**REQUIRED WORK:**
Return each line of the listing that follows in which the string "like" can be found.
BEGIN DATASET
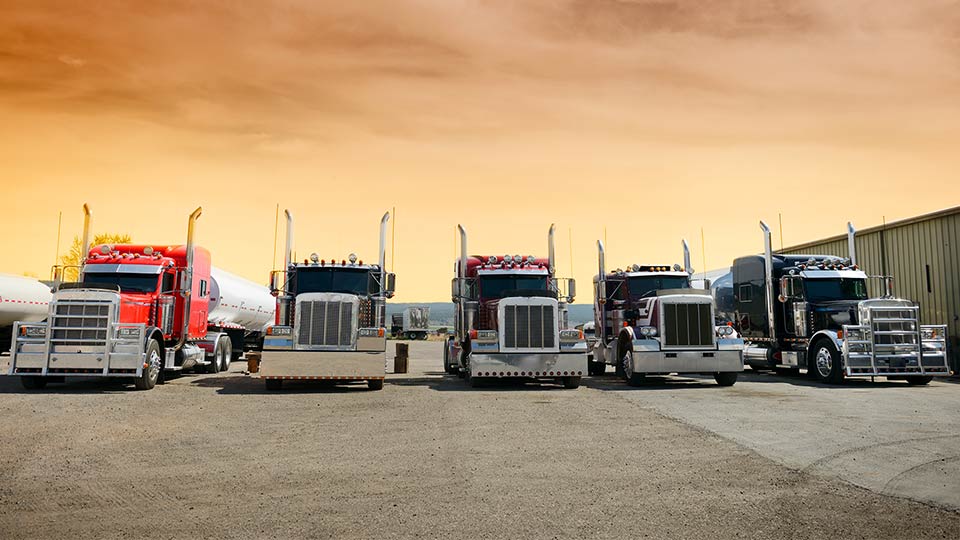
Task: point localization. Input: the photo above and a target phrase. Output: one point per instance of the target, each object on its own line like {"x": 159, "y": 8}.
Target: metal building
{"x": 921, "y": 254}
END DATASET
BEGIN DATASET
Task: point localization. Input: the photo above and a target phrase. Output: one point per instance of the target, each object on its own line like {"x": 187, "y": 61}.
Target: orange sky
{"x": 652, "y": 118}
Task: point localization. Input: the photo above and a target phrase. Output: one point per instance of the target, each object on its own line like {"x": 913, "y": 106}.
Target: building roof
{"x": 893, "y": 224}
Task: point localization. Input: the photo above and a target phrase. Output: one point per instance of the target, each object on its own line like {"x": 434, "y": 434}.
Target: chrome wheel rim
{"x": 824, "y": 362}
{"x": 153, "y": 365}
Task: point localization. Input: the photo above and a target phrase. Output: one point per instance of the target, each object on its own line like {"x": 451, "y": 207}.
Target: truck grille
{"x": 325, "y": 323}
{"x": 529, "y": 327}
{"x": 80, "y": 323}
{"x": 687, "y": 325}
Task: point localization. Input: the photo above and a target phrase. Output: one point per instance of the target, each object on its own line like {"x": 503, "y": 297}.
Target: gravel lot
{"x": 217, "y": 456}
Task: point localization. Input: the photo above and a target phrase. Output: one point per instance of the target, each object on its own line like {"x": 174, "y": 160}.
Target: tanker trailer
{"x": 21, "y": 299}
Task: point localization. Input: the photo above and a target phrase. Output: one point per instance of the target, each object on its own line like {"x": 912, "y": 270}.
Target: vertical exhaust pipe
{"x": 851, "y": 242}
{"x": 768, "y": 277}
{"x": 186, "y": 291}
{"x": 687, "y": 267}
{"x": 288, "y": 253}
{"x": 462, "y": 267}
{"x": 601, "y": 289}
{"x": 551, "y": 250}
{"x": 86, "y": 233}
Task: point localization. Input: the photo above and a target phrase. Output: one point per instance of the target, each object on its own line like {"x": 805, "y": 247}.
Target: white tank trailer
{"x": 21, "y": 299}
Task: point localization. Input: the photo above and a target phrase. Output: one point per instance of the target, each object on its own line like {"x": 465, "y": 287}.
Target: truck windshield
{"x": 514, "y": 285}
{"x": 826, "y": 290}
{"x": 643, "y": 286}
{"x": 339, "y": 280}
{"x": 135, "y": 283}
END DATASET
**RESULT OF THE TASK:**
Task: point localization. Input: the photo above and a target phrase. Output: one point per instance of the target, each object on its own line like {"x": 159, "y": 8}.
Task: point localization. Input: the photo above and a target phrase. Output: one point per instance of the target, each object on its own line like {"x": 187, "y": 61}.
Task: point localization. Input: the photo above and a target phrase. Output: one point per instance of the target, each object on its own line like {"x": 913, "y": 106}.
Task: point localization. Input: the photo above and a target phrase. Output: one point per instance of the target, each object on its own line like {"x": 434, "y": 434}.
Task: point localization. Input: the photo above and a target phrase. Output: one point per instance of the target, each object on its own line like {"x": 451, "y": 207}.
Task: point localization. Input: the photo above and a target phrase. Output: one point per instance of the target, each object on its own line like {"x": 503, "y": 297}.
Task: point localization. Input: the photo above and a target phrase. Output: one point per instance of the target, each object on its own line like {"x": 174, "y": 160}.
Task: point localization. Input: the photo above and a target phrase. Output: one point per instance of the target, each object on its own line like {"x": 912, "y": 270}.
Task: point localization. Input: the photo above and a target phrase. Output: one point per instance of the target, each object on its own line like {"x": 805, "y": 247}.
Task: point localization. Input: the photo above and a target phrase. Output: one point per instance of the target, each object on its own line like {"x": 465, "y": 287}.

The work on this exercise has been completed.